### Excerpt
Best ASX ETFs for Indian investors — VAS, IOZ, A200 and the franking trap
A practical guide to ASX-listed ETFs an Indian resident can actually buy — VAS, IOZ, STW, A200 — with the franking-credit and withholding-tax math that quietly decides which one is right for you, and which famous picks to skip.
Australia runs one of the better-developed ETF markets outside the United States, and the headline funds — VAS, IOZ, A200, STW — are cheap, liquid, and genuinely investable from India through the right broker. But the list a Sydney-based investor would hand you is the wrong list for an Indian resident, and the reason is structural rather than cosmetic. Australian-resident investors buy these funds for the franking credits attached to the dividends, a tax perk that can lift the effective yield meaningfully. As a non-resident, those franking credits are worth exactly nothing to you. They cannot be claimed, offset, or refunded.
That single fact reshapes how you should rank Australian ETFs. An Indian resident buys through the Liberalised Remittance Scheme, pays Indian tax on dividends at slab rate, files Schedule FA on every holding each year, and faces Australian withholding only on the unfranked slice of any distribution. This guide picks the ASX ETFs that make sense once you apply that lens — and is honest about which famous, high-yield, fully-franked favourites you should pass on precisely because the thing that makes them attractive to a local does nothing for you.
First: can you even buy ASX-listed ETFs from India?
This is the threshold question, because it shapes the entire menu. Most India-facing fintech platforms — Vested and INDmoney — route orders to US exchanges only. They generally do not give retail Indians access to the Australian Securities Exchange. If a US-only app is your sole account, your "Australia exposure" collapses to the handful of US-listed routes: the iShares MSCI Australia ETF (EWA) on NYSE Arca, or the US ADRs of BHP and Rio Tinto, which we cover in the BHP and Rio Tinto guide.

### Data lines

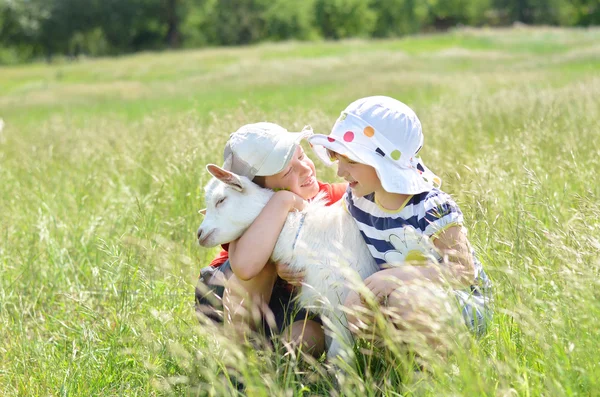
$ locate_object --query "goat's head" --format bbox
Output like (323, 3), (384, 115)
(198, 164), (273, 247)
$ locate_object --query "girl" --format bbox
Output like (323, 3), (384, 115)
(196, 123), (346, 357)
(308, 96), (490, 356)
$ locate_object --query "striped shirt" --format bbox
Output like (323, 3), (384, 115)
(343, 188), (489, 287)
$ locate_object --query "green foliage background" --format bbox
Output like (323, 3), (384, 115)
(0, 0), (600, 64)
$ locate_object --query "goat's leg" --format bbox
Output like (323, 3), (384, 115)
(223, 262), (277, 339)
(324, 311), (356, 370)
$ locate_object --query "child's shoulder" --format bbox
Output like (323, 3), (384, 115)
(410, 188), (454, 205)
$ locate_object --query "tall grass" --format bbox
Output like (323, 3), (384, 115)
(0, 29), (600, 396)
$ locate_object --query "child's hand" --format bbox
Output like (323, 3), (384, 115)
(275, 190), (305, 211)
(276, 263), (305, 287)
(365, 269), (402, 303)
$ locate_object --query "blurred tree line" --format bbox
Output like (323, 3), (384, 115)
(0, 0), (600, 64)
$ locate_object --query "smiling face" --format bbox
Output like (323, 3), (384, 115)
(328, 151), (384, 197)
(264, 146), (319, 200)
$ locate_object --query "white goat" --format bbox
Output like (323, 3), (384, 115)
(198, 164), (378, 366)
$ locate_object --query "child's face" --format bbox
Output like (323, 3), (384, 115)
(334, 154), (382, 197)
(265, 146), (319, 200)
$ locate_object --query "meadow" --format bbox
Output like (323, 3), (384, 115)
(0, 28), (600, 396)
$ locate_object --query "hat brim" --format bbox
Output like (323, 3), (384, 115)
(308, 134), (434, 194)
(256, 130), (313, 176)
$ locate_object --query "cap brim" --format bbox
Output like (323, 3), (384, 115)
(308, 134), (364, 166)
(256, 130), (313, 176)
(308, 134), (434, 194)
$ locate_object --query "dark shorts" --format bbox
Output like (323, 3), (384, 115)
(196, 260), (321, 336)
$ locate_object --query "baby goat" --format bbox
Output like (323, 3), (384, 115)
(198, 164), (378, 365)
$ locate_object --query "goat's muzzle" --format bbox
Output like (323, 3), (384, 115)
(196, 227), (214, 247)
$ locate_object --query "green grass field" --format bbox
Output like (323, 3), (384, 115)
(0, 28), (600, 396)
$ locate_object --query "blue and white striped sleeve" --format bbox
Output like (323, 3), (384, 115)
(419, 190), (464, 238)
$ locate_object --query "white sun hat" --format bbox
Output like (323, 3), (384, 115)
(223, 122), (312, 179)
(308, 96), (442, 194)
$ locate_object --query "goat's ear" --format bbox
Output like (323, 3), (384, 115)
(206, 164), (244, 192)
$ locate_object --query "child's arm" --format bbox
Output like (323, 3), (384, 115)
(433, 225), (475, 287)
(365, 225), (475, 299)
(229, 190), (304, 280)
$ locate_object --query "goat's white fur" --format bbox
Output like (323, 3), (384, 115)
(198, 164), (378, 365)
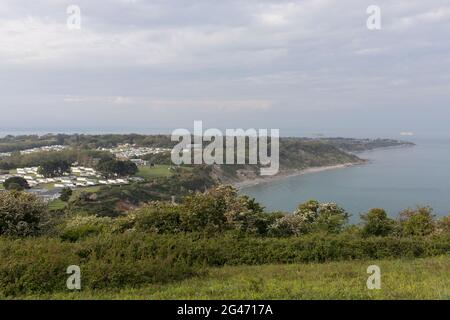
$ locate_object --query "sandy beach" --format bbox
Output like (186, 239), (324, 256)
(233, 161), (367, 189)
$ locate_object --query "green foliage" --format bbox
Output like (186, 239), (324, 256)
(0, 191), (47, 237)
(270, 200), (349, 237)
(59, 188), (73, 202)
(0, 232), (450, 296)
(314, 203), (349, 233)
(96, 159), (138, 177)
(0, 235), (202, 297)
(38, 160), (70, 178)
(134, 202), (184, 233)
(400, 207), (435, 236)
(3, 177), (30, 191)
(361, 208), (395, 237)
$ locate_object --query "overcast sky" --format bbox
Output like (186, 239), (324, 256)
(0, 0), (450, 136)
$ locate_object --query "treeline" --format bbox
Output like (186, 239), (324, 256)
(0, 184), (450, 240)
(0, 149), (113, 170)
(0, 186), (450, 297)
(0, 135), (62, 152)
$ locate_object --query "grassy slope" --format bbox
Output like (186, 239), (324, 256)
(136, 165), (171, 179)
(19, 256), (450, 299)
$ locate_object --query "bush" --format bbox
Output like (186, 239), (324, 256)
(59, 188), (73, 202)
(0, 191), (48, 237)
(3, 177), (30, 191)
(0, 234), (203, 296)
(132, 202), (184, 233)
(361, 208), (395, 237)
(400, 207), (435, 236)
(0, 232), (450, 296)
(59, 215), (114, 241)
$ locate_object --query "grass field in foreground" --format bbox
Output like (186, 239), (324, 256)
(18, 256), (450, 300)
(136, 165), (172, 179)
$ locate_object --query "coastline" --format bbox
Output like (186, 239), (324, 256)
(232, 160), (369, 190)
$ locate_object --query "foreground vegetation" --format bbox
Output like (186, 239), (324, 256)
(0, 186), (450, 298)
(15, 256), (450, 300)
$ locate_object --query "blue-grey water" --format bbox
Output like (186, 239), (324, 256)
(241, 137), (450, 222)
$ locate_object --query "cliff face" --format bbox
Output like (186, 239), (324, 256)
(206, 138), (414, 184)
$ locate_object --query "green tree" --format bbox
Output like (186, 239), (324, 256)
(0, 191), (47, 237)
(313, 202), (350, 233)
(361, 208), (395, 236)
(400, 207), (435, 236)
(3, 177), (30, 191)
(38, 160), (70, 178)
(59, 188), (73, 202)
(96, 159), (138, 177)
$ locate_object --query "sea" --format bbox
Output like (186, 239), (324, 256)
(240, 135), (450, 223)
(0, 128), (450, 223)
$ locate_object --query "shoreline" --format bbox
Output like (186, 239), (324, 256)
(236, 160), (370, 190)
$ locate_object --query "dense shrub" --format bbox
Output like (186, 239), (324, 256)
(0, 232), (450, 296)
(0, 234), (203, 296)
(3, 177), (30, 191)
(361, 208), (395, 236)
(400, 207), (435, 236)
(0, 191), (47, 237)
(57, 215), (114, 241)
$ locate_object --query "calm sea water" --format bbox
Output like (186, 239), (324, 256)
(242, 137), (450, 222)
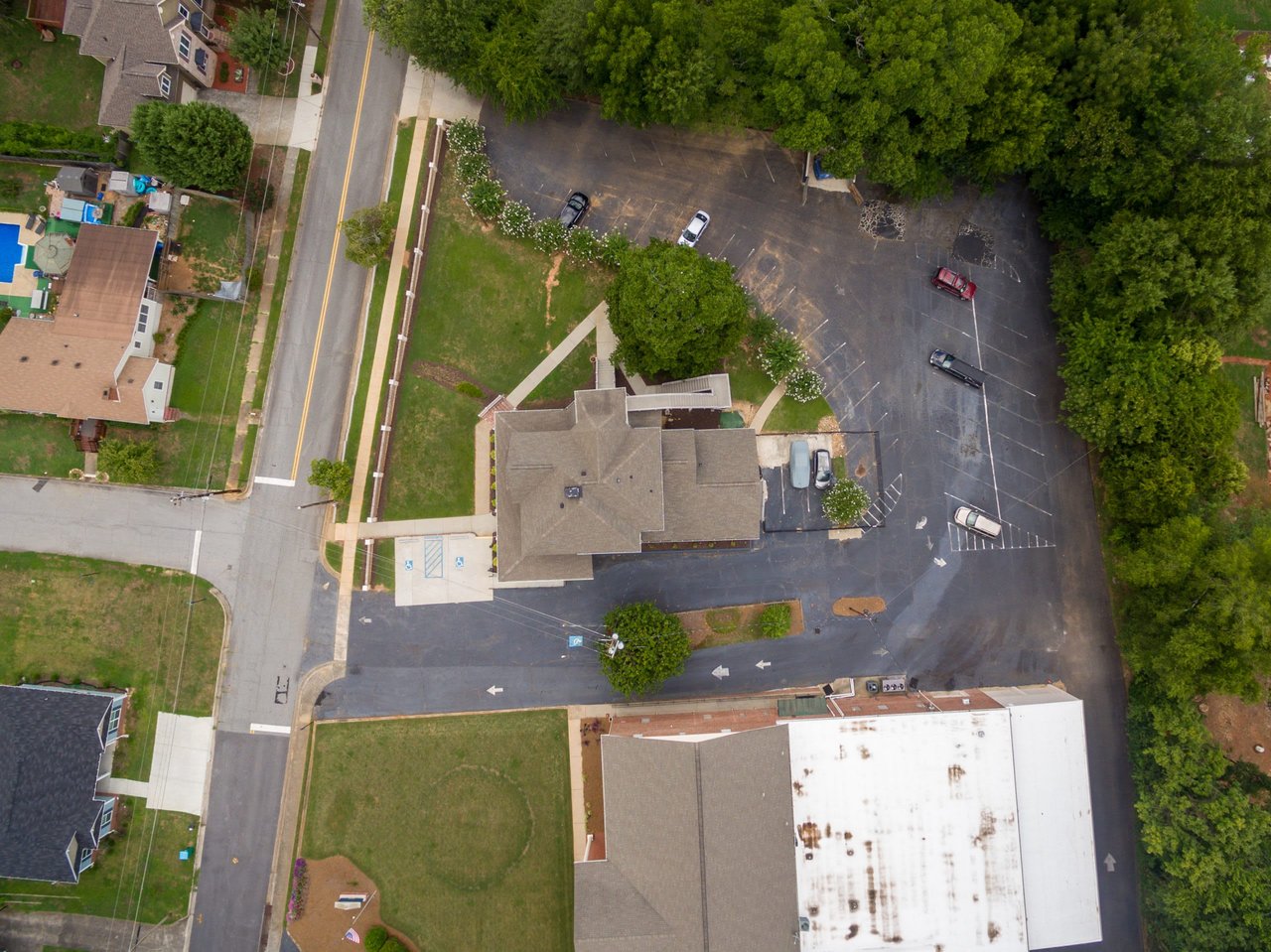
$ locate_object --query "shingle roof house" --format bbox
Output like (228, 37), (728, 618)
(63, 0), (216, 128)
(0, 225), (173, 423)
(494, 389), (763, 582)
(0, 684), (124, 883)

### Required actions
• A. Answer these questions from the guide to ASX ETFs for Indian investors.
(i) What three things can a non-resident not do with franking credits?
(ii) Through which scheme does an Indian resident buy these funds?
(iii) Which two India-facing platforms does the guide name as routing orders only to US exchanges?
• B. Resume the guide to ASX ETFs for Indian investors, picking up after its final sentence.

### Per-task answers
• A.
(i) They cannot be claimed, offset, or refunded.
(ii) The Liberalised Remittance Scheme.
(iii) Vested and INDmoney.

• B.
To buy the ASX-listed funds below, you need a broker with direct ASX market access. For most Indians that means Interactive Brokers, which routes to the ASX and lets you hold AUD. Saxo also offers ASX access. Settle this access question first, because if you cannot reach the ASX, the rest of this list is academic and you should default to EWA or the ADR route instead.
The frame that decides everything: franking, yield, and withholding
Before the picks, internalise three principles. They do more work than any expense-ratio comparison.
Franking credits are not yours. When an Australian company pays a dividend out of profits on which it has already paid the 30% company tax, it attaches an imputation (franking) credit. A resident grosses up the dividend, claims the credit against their own tax, and a low-rate or zero-rate resident can even get a cash refund. As a non-resident Indian, you receive only the cash dividend. The franking credit attached to it is forfeited. We unpack the mechanics in full in the franking credits guide — but the practical upshot is that the "grossed-up yield" you see quoted for an ASX fund overstates what you actually receive.
Withholding only bites the unfranked portion. Australia levies no withholding tax on the franked part of a dividend paid to a non-resident — it is 0%. The unfranked part is taxed at 30% statutory, reduced to 15% for Indian residents under the India-Australia DTAA. Because the big ASX index names (banks, miners, Telstra) tend to pay heavily franked dividends, the withholding you actually suffer on a broad ASX ETF is often modest — but the franking attached to that low-withholding income is still wasted on you.
Total return beats headline yield for an Indian. Every dividend a fund distributes is taxed in India at your slab rate as it arrives, with credit only for Australian tax actually withheld. A high-yield, fully-franked fund therefore delivers you a stream that is taxed annually in India, with no franking offset to soften it. A lower-yield, total-market fund defers more of your return into capital gains, which an Indian taxes at 12.5% after 24 months — far gentler than slab-rate dividend tax. Yield, for you, is a tax cost, not a feature.
Hold those three ideas in mind. They are why a market-cap-weighted broad fund is the right core for an Indian, and why the high-dividend ASX products that locals love are the ones to avoid.
The picks
1. A200 — Betashares Australia 200 ETF
The cheapest way to own the Australian large-cap market in one ticker.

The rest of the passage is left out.